╭──
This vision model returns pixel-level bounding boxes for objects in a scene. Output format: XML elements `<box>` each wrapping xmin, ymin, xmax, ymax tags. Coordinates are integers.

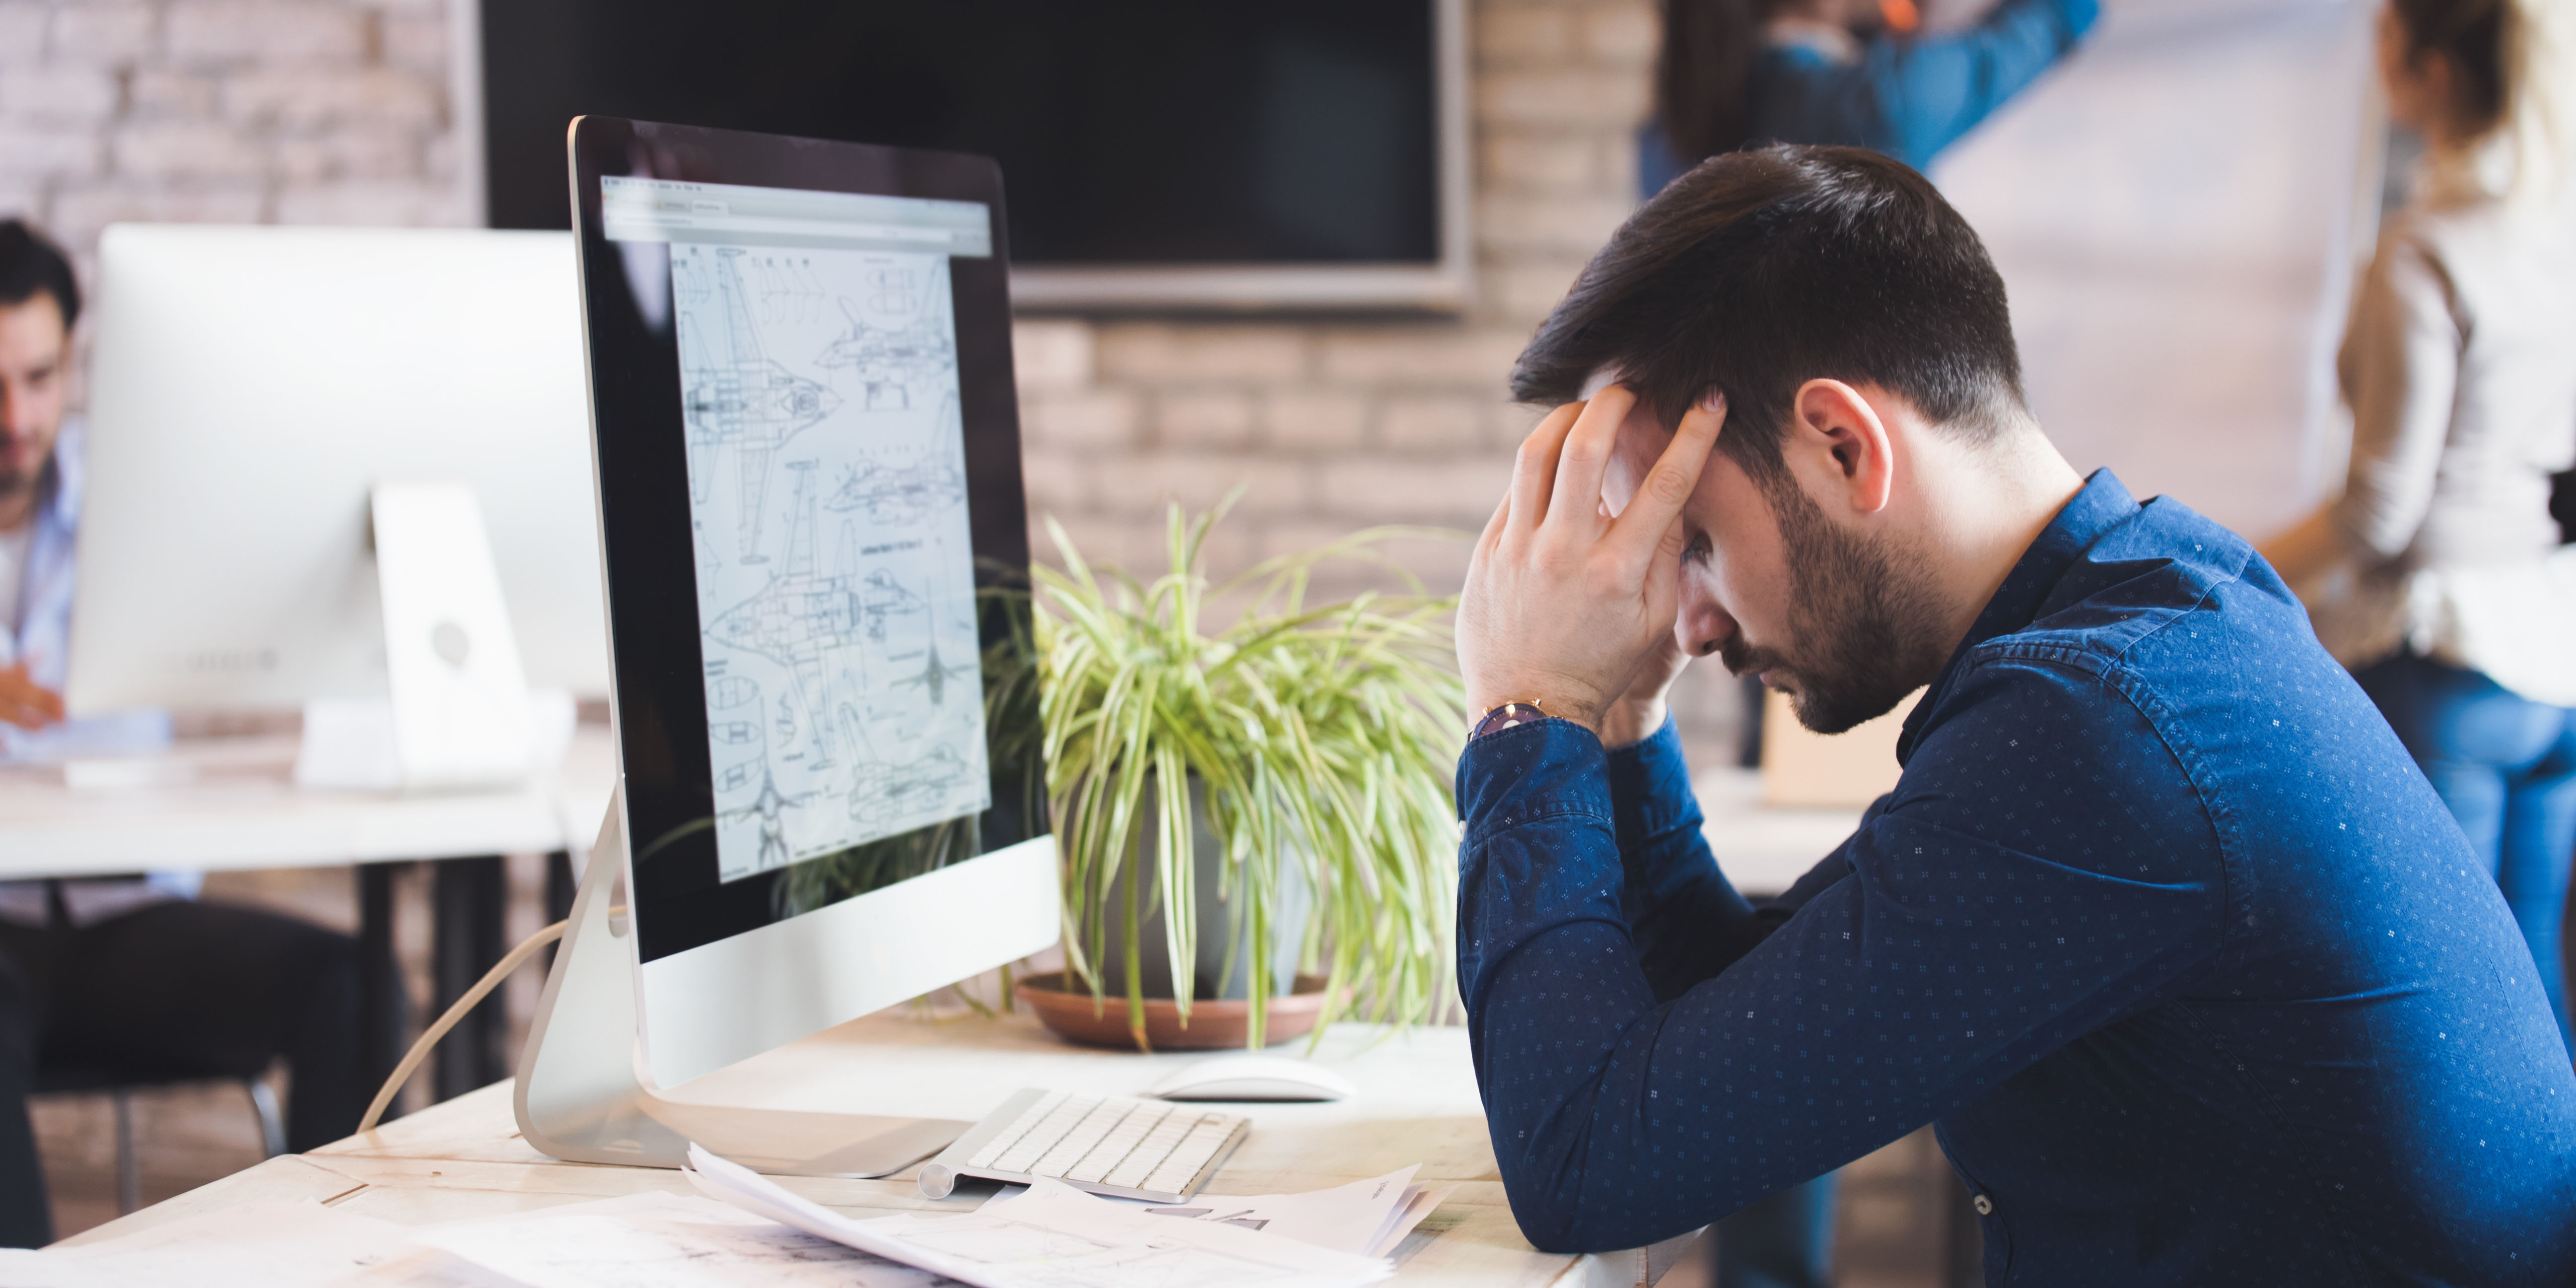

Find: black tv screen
<box><xmin>481</xmin><ymin>1</ymin><xmax>1443</xmax><ymax>273</ymax></box>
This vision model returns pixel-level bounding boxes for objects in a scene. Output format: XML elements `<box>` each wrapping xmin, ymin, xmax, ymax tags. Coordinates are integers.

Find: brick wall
<box><xmin>0</xmin><ymin>0</ymin><xmax>465</xmax><ymax>284</ymax></box>
<box><xmin>0</xmin><ymin>0</ymin><xmax>1748</xmax><ymax>751</ymax></box>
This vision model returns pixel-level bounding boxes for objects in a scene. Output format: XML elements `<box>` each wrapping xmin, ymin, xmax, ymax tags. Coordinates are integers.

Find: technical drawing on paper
<box><xmin>675</xmin><ymin>243</ymin><xmax>990</xmax><ymax>883</ymax></box>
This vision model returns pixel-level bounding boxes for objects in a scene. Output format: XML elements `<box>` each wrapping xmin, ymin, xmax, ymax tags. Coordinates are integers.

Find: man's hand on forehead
<box><xmin>1456</xmin><ymin>384</ymin><xmax>1726</xmax><ymax>736</ymax></box>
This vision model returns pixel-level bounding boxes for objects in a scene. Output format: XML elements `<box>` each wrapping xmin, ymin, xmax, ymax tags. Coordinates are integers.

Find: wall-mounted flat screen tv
<box><xmin>477</xmin><ymin>0</ymin><xmax>1469</xmax><ymax>312</ymax></box>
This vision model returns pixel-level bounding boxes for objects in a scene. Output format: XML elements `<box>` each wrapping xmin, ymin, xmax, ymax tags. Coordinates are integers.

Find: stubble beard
<box><xmin>1721</xmin><ymin>474</ymin><xmax>1948</xmax><ymax>736</ymax></box>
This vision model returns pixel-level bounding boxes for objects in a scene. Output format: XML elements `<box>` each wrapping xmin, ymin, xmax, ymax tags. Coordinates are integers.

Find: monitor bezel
<box><xmin>567</xmin><ymin>115</ymin><xmax>1044</xmax><ymax>966</ymax></box>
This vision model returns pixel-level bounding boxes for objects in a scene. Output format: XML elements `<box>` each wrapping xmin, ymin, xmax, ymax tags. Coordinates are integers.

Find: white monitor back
<box><xmin>68</xmin><ymin>224</ymin><xmax>610</xmax><ymax>714</ymax></box>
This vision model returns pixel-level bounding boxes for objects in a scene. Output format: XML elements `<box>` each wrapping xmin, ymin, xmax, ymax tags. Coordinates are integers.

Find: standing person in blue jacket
<box><xmin>1454</xmin><ymin>144</ymin><xmax>2576</xmax><ymax>1283</ymax></box>
<box><xmin>1643</xmin><ymin>0</ymin><xmax>2101</xmax><ymax>198</ymax></box>
<box><xmin>1641</xmin><ymin>5</ymin><xmax>2097</xmax><ymax>1283</ymax></box>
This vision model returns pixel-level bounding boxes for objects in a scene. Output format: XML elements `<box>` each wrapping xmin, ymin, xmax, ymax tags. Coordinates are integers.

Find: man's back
<box><xmin>1906</xmin><ymin>475</ymin><xmax>2576</xmax><ymax>1283</ymax></box>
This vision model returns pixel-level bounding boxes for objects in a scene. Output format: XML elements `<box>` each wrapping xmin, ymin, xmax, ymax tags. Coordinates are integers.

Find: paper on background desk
<box><xmin>685</xmin><ymin>1143</ymin><xmax>1395</xmax><ymax>1288</ymax></box>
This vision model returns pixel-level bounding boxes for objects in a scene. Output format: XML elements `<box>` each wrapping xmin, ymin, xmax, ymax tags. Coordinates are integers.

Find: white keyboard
<box><xmin>915</xmin><ymin>1087</ymin><xmax>1249</xmax><ymax>1202</ymax></box>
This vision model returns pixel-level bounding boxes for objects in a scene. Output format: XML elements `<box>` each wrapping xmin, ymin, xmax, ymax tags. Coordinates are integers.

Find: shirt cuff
<box><xmin>1604</xmin><ymin>713</ymin><xmax>1702</xmax><ymax>852</ymax></box>
<box><xmin>1456</xmin><ymin>717</ymin><xmax>1613</xmax><ymax>838</ymax></box>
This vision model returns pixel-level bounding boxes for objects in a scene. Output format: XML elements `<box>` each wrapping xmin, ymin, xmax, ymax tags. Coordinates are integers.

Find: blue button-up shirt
<box><xmin>1456</xmin><ymin>471</ymin><xmax>2576</xmax><ymax>1282</ymax></box>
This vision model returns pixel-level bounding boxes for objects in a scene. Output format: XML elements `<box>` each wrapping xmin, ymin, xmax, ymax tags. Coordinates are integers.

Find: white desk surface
<box><xmin>62</xmin><ymin>1007</ymin><xmax>1701</xmax><ymax>1286</ymax></box>
<box><xmin>0</xmin><ymin>726</ymin><xmax>617</xmax><ymax>878</ymax></box>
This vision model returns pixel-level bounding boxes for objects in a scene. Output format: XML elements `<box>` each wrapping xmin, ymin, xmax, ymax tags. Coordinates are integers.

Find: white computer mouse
<box><xmin>1146</xmin><ymin>1055</ymin><xmax>1357</xmax><ymax>1102</ymax></box>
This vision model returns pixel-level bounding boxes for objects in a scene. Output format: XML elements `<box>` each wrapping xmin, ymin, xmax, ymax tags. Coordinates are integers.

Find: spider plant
<box><xmin>1036</xmin><ymin>500</ymin><xmax>1465</xmax><ymax>1049</ymax></box>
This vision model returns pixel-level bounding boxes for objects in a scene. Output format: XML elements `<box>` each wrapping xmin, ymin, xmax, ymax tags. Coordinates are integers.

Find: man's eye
<box><xmin>1683</xmin><ymin>532</ymin><xmax>1712</xmax><ymax>565</ymax></box>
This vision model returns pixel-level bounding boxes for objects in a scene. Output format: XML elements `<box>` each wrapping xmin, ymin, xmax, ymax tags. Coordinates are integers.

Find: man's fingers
<box><xmin>1611</xmin><ymin>394</ymin><xmax>1726</xmax><ymax>560</ymax></box>
<box><xmin>1473</xmin><ymin>488</ymin><xmax>1510</xmax><ymax>560</ymax></box>
<box><xmin>1546</xmin><ymin>385</ymin><xmax>1634</xmax><ymax>534</ymax></box>
<box><xmin>1506</xmin><ymin>402</ymin><xmax>1583</xmax><ymax>533</ymax></box>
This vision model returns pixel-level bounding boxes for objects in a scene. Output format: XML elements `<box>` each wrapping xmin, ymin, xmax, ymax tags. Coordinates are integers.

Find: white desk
╰──
◆ Action item
I'd like the material repeated word for word, without the pictures it holds.

◆ Written response
This vision model returns pixel-level bounding boxes for objects in a scene. Output format: XML elements `<box>` each wrapping xmin, ymin, xmax, ymax tags. Coordinates are integers.


Find: black tv screen
<box><xmin>481</xmin><ymin>1</ymin><xmax>1443</xmax><ymax>273</ymax></box>
This vision model returns pixel-level bounding boxes for objects in a scene. Output format: XML elements `<box>` each wrapping xmin, ymin, xmax, ymax tags. Coordinates are integers.

Find: brick wall
<box><xmin>0</xmin><ymin>0</ymin><xmax>465</xmax><ymax>284</ymax></box>
<box><xmin>0</xmin><ymin>0</ymin><xmax>1748</xmax><ymax>751</ymax></box>
This vision model returns pixel-level bounding boxes for objects in a scene. Output format: XML elements `<box>` each wrapping xmin, ymin, xmax, ymax tags. Coordinates are integers.

Find: technical drawing on paper
<box><xmin>675</xmin><ymin>243</ymin><xmax>990</xmax><ymax>883</ymax></box>
This vision model returns pixel-level bounding boxes for objects in a scene. Output format: XML elements `<box>` each wrapping xmin, ymin, xmax, ymax tags. Coordinates are integers.

Find: man's hand on forehead
<box><xmin>1456</xmin><ymin>384</ymin><xmax>1726</xmax><ymax>736</ymax></box>
This vision model returns pixel-level bounding boxes for objects in a scene. Output format: XML elements `<box>` each wrapping xmin, ymin, xmax, ymax tags. Coordinates are integers.

Find: wall-mounted flat screen tv
<box><xmin>477</xmin><ymin>0</ymin><xmax>1469</xmax><ymax>312</ymax></box>
This vision model returns pixel-level bounding boxes for objects in a scene. Output format: XML elements `<box>` each wrapping xmin, ymin, xmax, ymax tags. Coordinates are integers.

Find: stubble beard
<box><xmin>1721</xmin><ymin>474</ymin><xmax>1948</xmax><ymax>736</ymax></box>
This vision model returns pixel-level bounding boxes for objects in a scene. Output format: XML elements `<box>` each wrapping xmin, ymin, xmax, ymax tags. Coordinates are integers.

Find: monitor bezel
<box><xmin>567</xmin><ymin>115</ymin><xmax>1044</xmax><ymax>966</ymax></box>
This vision model returns pixel-level bounding boxes for objects in a scene. Output format: XML elements `<box>` each wrapping xmin, ymin, xmax, ymax tags. Coordinates are integers.

Find: white monitor back
<box><xmin>68</xmin><ymin>224</ymin><xmax>610</xmax><ymax>714</ymax></box>
This vision model returns pixel-level bounding boxes for objects in a scene. Output format: XML elements `<box>` each wrapping xmin, ymin, xmax, ymax tags. Coordinates are integers.

Find: standing person in blue jacket
<box><xmin>1454</xmin><ymin>144</ymin><xmax>2576</xmax><ymax>1283</ymax></box>
<box><xmin>1643</xmin><ymin>0</ymin><xmax>2101</xmax><ymax>198</ymax></box>
<box><xmin>1641</xmin><ymin>5</ymin><xmax>2097</xmax><ymax>1283</ymax></box>
This vision model returns pixel-level bounding boxes for objects in a scene. Output format: XML elements `<box>` each wrapping xmin, ymin, xmax, ymax tags. Coordinates are integers.

Find: man's back
<box><xmin>1906</xmin><ymin>475</ymin><xmax>2576</xmax><ymax>1283</ymax></box>
This vision model returns pixel-level bounding boxes for objects in a scene. Output format: XML elements `<box>` each wrapping xmin, ymin, xmax, ymax tags. Coordinates are integers.

Find: paper on background desk
<box><xmin>685</xmin><ymin>1143</ymin><xmax>1395</xmax><ymax>1288</ymax></box>
This vision model returns pixel-level bounding boxes for objects in a scene. Output format: XML elements `<box>` each wrapping xmin, ymin, xmax, ymax tags. Coordinates are integers.

Find: white keyboard
<box><xmin>915</xmin><ymin>1087</ymin><xmax>1249</xmax><ymax>1202</ymax></box>
This vision model returns pixel-level bounding boxes for objects in a scene. Output format: XML elements `<box>` each wrapping xmin, ymin, xmax, ymax tags. Coordinates are integers.

Find: shirt cuff
<box><xmin>1604</xmin><ymin>713</ymin><xmax>1702</xmax><ymax>852</ymax></box>
<box><xmin>1456</xmin><ymin>717</ymin><xmax>1613</xmax><ymax>838</ymax></box>
This vision model returns pixel-level bounding boxes for objects in a scene. Output format: XML elements `<box>` each wrapping xmin, ymin, xmax, ymax tags. Coordinates are integers.

Find: blue button-up shirt
<box><xmin>1456</xmin><ymin>471</ymin><xmax>2576</xmax><ymax>1282</ymax></box>
This vision model returns pixel-level bounding boxes for objects in a scene. Output format: XML elements `<box>` each wrapping xmin, ymin, xmax, ymax tags. Coordinates are integers.

Find: white desk surface
<box><xmin>62</xmin><ymin>1007</ymin><xmax>1701</xmax><ymax>1286</ymax></box>
<box><xmin>0</xmin><ymin>726</ymin><xmax>617</xmax><ymax>878</ymax></box>
This vision model returns pixel-level bounding boxes for objects in a scene. Output format: XML elements `<box>` each wrapping xmin, ymin, xmax, ymax tags. Coordinates are integers.

Find: white computer mouse
<box><xmin>1146</xmin><ymin>1055</ymin><xmax>1357</xmax><ymax>1102</ymax></box>
This vision model returns pixel-level bounding boxes for objects in a scene. Output format: XML elements `<box>` each wrapping xmin, ymin, xmax, ymax tags. Coordinates are integers.

Find: spider plant
<box><xmin>1036</xmin><ymin>500</ymin><xmax>1465</xmax><ymax>1049</ymax></box>
This vision model returns pixel-level bounding boxes for objects in a scene. Output format: XML elements `<box>` each wrapping xmin, ymin, xmax, ymax tags. Coordinates are integers.

Find: man's eye
<box><xmin>1683</xmin><ymin>532</ymin><xmax>1712</xmax><ymax>565</ymax></box>
This vision model returns pixel-level bounding boxes for objects in a scene. Output format: XML elements `<box>` each wrapping xmin, ymin, xmax, ymax tags. Coordinates are integers.

Find: man's fingers
<box><xmin>1611</xmin><ymin>394</ymin><xmax>1726</xmax><ymax>560</ymax></box>
<box><xmin>1473</xmin><ymin>488</ymin><xmax>1510</xmax><ymax>560</ymax></box>
<box><xmin>1546</xmin><ymin>385</ymin><xmax>1634</xmax><ymax>534</ymax></box>
<box><xmin>1506</xmin><ymin>402</ymin><xmax>1583</xmax><ymax>533</ymax></box>
This vision model returns pixel-level bounding boxes for objects in a scene. Output format: XML elements `<box>` each wrapping xmin, ymin, xmax, ymax tags. Coordinates are integers.

Find: white desk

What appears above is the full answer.